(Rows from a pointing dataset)
┄┄┄┄┄┄

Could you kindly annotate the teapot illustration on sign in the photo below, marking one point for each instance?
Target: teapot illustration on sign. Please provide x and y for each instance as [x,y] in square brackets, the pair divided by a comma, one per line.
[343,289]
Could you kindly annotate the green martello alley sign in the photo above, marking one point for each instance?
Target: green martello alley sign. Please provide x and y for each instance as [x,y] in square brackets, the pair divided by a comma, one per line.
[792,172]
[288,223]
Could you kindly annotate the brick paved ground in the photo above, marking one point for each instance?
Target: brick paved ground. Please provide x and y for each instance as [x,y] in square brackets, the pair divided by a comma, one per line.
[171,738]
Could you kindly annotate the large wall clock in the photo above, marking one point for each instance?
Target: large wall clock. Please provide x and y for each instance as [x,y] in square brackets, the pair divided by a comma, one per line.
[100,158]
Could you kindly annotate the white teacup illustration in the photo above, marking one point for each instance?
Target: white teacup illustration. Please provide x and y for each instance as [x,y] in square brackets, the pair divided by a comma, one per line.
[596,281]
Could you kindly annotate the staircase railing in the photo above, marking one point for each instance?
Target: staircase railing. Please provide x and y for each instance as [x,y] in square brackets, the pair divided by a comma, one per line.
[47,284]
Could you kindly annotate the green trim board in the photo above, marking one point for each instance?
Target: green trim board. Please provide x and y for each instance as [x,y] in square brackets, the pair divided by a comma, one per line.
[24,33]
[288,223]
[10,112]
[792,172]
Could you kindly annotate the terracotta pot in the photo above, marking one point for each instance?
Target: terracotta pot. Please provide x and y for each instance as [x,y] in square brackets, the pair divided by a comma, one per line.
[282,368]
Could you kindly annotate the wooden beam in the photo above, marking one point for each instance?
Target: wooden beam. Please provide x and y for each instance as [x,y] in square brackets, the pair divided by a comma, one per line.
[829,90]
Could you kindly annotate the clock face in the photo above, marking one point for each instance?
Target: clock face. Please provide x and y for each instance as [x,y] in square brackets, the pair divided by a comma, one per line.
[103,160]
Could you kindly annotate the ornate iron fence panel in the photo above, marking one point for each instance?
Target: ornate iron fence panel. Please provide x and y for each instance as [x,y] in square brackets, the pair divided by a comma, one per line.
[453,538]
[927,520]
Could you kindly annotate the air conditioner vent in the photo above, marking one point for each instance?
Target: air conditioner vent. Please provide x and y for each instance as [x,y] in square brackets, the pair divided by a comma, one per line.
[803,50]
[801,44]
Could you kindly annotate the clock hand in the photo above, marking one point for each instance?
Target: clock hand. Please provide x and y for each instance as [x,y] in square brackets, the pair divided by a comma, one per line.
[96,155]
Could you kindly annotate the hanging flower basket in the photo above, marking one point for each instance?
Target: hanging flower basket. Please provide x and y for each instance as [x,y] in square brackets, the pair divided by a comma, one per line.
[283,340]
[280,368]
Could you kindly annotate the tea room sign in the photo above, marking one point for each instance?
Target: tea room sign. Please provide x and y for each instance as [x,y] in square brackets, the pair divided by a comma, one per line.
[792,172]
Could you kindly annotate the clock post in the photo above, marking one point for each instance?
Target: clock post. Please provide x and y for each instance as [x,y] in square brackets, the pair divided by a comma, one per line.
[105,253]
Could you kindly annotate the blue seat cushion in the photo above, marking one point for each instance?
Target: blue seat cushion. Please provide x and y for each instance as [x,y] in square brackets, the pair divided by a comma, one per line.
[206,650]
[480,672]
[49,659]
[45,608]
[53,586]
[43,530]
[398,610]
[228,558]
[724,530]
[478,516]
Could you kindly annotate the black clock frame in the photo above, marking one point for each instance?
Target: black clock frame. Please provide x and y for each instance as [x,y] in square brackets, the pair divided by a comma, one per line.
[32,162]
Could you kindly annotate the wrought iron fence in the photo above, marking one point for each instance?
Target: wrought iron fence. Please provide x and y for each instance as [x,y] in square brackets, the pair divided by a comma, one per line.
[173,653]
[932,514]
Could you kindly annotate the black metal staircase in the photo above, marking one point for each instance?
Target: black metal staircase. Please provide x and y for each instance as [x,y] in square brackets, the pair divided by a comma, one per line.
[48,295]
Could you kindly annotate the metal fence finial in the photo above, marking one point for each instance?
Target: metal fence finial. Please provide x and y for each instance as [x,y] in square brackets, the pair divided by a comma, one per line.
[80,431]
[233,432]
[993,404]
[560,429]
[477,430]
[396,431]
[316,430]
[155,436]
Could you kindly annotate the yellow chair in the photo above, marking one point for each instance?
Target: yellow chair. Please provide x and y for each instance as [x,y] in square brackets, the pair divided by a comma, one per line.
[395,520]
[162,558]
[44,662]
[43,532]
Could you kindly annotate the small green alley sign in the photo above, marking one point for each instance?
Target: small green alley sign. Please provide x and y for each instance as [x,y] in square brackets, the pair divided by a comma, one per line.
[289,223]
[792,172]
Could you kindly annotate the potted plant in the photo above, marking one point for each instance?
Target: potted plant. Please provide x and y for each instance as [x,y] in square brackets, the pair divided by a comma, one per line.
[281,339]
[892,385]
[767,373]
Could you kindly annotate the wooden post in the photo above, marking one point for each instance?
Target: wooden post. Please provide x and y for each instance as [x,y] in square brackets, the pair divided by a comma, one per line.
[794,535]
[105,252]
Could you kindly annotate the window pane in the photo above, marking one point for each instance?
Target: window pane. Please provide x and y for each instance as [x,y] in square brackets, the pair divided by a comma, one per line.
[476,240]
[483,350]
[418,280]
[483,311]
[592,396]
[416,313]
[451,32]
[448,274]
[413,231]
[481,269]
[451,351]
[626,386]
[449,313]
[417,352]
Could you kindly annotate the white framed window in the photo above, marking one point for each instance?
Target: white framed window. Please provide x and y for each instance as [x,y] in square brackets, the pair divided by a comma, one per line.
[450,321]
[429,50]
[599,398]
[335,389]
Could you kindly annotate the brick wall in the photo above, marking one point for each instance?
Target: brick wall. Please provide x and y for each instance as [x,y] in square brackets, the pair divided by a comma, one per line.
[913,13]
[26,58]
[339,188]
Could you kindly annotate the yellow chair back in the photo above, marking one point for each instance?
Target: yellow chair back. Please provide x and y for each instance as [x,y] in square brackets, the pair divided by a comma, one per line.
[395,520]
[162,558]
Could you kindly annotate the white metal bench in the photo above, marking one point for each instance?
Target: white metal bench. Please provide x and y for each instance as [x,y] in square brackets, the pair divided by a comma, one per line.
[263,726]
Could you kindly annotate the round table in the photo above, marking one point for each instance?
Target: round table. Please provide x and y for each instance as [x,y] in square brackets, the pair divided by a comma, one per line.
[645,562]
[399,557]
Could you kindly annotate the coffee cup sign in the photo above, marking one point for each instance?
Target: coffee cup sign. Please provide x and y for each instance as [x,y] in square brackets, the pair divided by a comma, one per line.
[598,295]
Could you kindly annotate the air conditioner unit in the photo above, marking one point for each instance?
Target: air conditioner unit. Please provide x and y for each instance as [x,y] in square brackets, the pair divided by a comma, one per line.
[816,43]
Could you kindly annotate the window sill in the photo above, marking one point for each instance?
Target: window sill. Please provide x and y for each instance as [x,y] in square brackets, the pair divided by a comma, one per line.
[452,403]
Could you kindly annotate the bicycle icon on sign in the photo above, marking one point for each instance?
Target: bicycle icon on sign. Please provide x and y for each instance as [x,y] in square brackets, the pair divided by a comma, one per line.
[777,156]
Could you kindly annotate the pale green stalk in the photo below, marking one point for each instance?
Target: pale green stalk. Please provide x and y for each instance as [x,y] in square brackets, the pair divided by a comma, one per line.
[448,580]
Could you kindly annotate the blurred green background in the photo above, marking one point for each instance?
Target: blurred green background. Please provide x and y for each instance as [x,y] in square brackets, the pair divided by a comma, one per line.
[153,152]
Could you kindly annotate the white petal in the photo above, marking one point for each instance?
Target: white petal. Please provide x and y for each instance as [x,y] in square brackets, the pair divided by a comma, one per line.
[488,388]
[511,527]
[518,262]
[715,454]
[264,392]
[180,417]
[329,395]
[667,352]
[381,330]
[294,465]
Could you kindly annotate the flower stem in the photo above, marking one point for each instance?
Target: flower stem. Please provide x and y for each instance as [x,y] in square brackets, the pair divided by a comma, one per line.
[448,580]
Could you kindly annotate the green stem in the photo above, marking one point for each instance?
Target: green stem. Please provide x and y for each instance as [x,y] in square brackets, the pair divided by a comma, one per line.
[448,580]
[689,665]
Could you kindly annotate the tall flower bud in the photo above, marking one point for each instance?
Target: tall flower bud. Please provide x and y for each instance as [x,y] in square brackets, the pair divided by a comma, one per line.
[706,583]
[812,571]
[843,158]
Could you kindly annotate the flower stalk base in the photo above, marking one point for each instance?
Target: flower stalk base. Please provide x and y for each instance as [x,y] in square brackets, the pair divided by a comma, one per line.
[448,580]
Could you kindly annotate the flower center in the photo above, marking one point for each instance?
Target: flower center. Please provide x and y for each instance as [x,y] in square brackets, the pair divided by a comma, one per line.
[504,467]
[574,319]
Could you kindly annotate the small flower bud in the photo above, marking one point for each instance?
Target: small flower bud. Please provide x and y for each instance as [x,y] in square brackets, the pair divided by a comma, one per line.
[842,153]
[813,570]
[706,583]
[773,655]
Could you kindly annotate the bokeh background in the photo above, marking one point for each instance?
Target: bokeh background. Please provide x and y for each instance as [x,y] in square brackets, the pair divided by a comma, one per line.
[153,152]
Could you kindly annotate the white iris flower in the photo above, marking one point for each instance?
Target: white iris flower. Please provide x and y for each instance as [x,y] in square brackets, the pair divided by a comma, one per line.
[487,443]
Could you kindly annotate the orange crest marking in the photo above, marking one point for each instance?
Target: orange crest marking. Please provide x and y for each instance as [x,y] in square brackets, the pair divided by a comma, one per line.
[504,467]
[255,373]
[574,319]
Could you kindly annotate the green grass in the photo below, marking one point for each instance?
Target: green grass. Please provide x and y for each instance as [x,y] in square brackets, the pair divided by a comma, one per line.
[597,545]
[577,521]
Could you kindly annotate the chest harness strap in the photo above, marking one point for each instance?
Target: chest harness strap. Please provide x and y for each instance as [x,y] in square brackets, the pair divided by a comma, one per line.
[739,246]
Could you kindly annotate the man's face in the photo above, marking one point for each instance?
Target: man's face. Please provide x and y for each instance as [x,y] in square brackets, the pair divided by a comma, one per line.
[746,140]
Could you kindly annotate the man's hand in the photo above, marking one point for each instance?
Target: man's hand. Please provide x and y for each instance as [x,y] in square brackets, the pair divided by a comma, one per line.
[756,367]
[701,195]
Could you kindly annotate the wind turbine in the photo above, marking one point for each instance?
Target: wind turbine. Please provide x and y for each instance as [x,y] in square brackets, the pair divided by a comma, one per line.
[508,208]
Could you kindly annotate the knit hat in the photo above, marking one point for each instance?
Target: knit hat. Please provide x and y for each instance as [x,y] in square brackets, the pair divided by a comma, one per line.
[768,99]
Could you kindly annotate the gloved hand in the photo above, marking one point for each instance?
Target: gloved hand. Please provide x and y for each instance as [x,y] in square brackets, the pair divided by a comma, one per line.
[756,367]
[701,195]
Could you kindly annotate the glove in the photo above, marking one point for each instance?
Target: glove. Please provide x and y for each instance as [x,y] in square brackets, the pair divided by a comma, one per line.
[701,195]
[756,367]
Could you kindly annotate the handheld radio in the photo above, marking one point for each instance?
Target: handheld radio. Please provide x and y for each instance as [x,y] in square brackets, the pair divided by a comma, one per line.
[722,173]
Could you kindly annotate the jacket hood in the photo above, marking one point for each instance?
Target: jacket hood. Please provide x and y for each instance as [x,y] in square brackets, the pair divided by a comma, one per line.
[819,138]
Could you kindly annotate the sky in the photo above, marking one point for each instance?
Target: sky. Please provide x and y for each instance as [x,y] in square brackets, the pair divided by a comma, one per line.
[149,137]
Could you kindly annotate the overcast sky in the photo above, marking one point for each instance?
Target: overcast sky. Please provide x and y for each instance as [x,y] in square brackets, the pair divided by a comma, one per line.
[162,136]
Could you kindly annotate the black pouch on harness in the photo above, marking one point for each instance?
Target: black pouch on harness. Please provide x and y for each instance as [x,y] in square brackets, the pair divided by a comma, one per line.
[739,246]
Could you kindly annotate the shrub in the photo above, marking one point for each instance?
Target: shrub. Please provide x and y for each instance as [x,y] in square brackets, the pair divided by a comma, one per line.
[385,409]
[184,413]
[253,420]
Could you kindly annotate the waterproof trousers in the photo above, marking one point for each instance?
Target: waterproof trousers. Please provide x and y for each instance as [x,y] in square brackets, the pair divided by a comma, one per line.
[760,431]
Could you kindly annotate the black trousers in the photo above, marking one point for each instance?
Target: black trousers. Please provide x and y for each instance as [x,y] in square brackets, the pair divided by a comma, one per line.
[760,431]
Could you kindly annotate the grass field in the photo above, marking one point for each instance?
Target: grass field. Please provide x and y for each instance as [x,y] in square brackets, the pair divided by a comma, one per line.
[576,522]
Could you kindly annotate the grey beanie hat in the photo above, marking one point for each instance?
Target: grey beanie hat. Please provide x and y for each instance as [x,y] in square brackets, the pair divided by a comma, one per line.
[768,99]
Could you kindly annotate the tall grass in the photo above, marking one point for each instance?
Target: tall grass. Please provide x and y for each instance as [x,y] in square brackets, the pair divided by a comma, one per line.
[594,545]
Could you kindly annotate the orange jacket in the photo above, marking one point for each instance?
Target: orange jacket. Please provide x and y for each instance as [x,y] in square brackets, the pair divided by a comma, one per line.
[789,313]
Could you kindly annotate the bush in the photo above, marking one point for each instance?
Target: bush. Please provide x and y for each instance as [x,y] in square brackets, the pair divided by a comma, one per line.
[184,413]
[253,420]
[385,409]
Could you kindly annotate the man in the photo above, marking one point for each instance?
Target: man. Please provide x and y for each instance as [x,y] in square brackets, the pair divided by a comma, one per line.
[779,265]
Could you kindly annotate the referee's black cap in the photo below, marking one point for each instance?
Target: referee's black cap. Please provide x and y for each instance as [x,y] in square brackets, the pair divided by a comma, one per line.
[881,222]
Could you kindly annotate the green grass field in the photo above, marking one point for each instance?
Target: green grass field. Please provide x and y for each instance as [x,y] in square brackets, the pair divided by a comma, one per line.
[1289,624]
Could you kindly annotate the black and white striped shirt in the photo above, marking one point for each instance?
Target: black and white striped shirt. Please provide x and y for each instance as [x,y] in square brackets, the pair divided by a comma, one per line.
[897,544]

┄┄┄┄┄┄

* TASK INSTRUCTIONS: Could you quote, exactly as they appear, the line containing "Could you kindly annotate the green grass field" and every line after it to the end of the records above?

* RESPONSE:
Could you kindly annotate the green grass field in the photo above, marking one point for each instance?
Target: green grass field. Please provide x and y for each instance as [x,y] in square brackets, the pair divided by a comma, one per line.
[1289,624]
Could you kindly annotate the black and white striped shirt in the photo above, marking one point for each instance?
Target: black and white striped shirt. Please provide x and y for each instance as [x,y] in square brackets, the pair divided by a comma, one per line.
[897,544]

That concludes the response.